Write out every line of the listing below without changing a single character.
[Begin RECORDS SHOWN]
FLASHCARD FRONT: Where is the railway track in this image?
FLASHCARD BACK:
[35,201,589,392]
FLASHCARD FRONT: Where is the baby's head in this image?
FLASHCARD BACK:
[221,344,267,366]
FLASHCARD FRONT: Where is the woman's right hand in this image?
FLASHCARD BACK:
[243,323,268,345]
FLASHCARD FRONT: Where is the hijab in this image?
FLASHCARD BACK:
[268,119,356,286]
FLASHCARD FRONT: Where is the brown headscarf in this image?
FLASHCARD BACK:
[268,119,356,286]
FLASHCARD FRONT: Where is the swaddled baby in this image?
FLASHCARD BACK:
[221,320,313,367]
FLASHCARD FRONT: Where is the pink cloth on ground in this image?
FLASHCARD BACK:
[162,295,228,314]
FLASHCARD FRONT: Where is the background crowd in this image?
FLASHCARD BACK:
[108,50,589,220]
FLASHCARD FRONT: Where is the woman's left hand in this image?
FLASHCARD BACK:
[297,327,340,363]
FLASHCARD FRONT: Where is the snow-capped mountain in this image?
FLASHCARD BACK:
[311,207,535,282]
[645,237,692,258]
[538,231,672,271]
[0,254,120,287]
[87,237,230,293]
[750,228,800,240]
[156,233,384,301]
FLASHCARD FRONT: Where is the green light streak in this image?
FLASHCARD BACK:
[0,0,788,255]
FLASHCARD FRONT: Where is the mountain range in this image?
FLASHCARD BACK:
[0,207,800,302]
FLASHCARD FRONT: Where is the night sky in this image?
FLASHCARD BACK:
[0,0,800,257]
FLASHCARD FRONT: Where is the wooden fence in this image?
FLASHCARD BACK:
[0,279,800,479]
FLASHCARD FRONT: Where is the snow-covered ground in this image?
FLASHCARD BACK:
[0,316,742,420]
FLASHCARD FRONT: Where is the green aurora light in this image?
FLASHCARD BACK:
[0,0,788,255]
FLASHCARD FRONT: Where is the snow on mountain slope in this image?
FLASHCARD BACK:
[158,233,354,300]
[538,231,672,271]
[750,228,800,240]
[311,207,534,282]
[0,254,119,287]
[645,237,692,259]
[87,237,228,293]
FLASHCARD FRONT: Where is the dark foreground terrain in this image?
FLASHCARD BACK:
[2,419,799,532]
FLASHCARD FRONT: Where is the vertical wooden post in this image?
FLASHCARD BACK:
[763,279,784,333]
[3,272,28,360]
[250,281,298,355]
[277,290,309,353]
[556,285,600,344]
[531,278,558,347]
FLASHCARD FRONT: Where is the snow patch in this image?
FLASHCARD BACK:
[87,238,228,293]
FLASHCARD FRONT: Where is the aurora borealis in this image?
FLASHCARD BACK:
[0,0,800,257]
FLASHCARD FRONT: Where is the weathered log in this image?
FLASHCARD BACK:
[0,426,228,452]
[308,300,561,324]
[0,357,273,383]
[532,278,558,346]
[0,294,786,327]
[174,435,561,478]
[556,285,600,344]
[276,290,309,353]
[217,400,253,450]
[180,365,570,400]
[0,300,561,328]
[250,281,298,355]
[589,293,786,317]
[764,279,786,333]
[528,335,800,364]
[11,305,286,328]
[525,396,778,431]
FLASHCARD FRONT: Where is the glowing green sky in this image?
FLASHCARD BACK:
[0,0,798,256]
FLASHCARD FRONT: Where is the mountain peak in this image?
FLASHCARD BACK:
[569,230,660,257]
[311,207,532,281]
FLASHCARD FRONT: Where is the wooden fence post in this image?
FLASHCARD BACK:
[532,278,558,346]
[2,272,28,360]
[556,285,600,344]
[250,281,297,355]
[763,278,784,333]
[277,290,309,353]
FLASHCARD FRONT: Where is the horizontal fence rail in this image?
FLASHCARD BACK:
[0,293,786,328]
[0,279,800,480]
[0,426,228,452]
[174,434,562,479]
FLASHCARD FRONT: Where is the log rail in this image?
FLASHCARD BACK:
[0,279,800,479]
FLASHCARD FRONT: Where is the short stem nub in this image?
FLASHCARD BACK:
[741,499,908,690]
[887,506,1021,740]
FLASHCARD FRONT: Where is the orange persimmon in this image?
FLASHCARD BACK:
[End RECORDS SHOWN]
REPLY ->
FLASHCARD FRONT: Where is the railway track in this image?
FLASHCARD BACK:
[35,201,589,392]
FLASHCARD FRONT: Where is the baby's head in this image?
FLASHCARD BACK:
[221,344,267,366]
FLASHCARD FRONT: Where is the woman's right hand in this image?
FLASHCARD BACK:
[243,323,268,345]
FLASHCARD FRONT: Where is the hijab in this image?
FLASHCARD BACK:
[268,119,356,286]
FLASHCARD FRONT: Where is the brown headscarf in this image?
FLASHCARD BACK:
[268,119,356,286]
FLASHCARD FRONT: Where is the swaddled baby in this image?
FLASHCARD BACK:
[221,320,313,367]
FLASHCARD FRONT: Where is the pink cloth on ground in this image?
FLASHCARD BACK:
[162,295,228,314]
FLASHCARD FRONT: Where is the background crowd in this image?
FLASHCARD BACK:
[108,50,589,220]
FLASHCARD FRONT: Where is the woman's left hand in this image?
FLASHCARD BACK:
[297,327,340,363]
FLASHCARD FRONT: Where is the snow-capped mountain in this image?
FLASHCARD BACK:
[311,207,535,282]
[645,237,692,258]
[538,231,672,271]
[0,254,120,287]
[87,237,230,293]
[750,228,800,240]
[156,233,384,301]
FLASHCARD FRONT: Where is the green light streak in this image?
FLASHCARD BACK:
[0,0,788,255]
FLASHCARD FRONT: Where is the mountain range in this image?
FLASHCARD BACK:
[0,207,800,302]
FLASHCARD FRONT: Where is the night sky in this image?
FLASHCARD BACK:
[0,0,800,257]
FLASHCARD FRONT: Where is the wooden fence in this image?
FLASHCARD BACK:
[0,279,800,479]
FLASHCARD FRONT: Where is the snow-covered ground in this image?
FLASHCARD BACK:
[0,316,742,420]
FLASHCARD FRONT: Where is the green aurora light in this image?
FLASHCARD BACK:
[0,0,788,255]
FLASHCARD FRONT: Where is the snow on mountain slope in this image?
FLASHCARD BACK:
[158,233,354,300]
[538,231,672,271]
[750,228,800,240]
[311,207,534,282]
[0,254,119,287]
[645,237,692,259]
[87,237,228,293]
FLASHCARD FRONT: Where is the dark foreground terrain in this image?
FLASHCARD BACK:
[2,419,799,532]
FLASHCARD FRONT: Where is the vertical wooden post in this image?
FLASHCARD BACK:
[763,279,784,333]
[3,272,28,360]
[250,281,298,355]
[277,290,309,353]
[556,285,600,344]
[531,278,558,347]
FLASHCARD FRONT: Where is the snow patch in this image?
FLASHCARD BACK:
[87,238,228,293]
FLASHCARD FRONT: Where is the aurora borealis in this image?
FLASHCARD BACK:
[0,0,800,257]
FLASHCARD FRONT: Where is the weathered log in this image?
FLASHCARD BACK:
[0,426,228,452]
[308,300,561,324]
[0,357,273,383]
[532,278,558,346]
[0,294,786,327]
[174,435,561,478]
[556,285,600,344]
[276,290,309,353]
[217,400,253,450]
[180,365,570,400]
[0,300,561,328]
[250,281,298,355]
[589,293,786,317]
[764,279,786,333]
[528,335,800,364]
[11,305,286,328]
[525,396,778,431]
FLASHCARD FRONT: Where is the glowing green sky in this image?
FLASHCARD BACK:
[0,0,798,256]
FLASHCARD FRONT: Where is the mountain peak in this image?
FLASHCARD BACK:
[569,230,660,257]
[311,207,532,281]
FLASHCARD FRONT: Where is the wooden fence post in this image?
FLASHCARD BACK:
[532,278,558,346]
[2,272,28,360]
[556,285,600,344]
[250,281,297,355]
[763,278,784,333]
[277,290,309,353]
FLASHCARD FRONT: Where is the horizontal fence rail in this image?
FLASHCARD BACK:
[0,293,786,328]
[0,279,800,480]
[0,426,228,452]
[174,434,562,479]
FLASHCARD FRONT: Where is the log rail in this image?
FLASHCARD BACK:
[0,279,800,479]
FLASHCARD FRONT: Where is the short stem nub in this image?
FLASHCARD BACK:
[741,499,908,690]
[887,506,1021,740]
FLASHCARD FRONT: Where is the orange persimmon in this image?
FLASHCARD BACK:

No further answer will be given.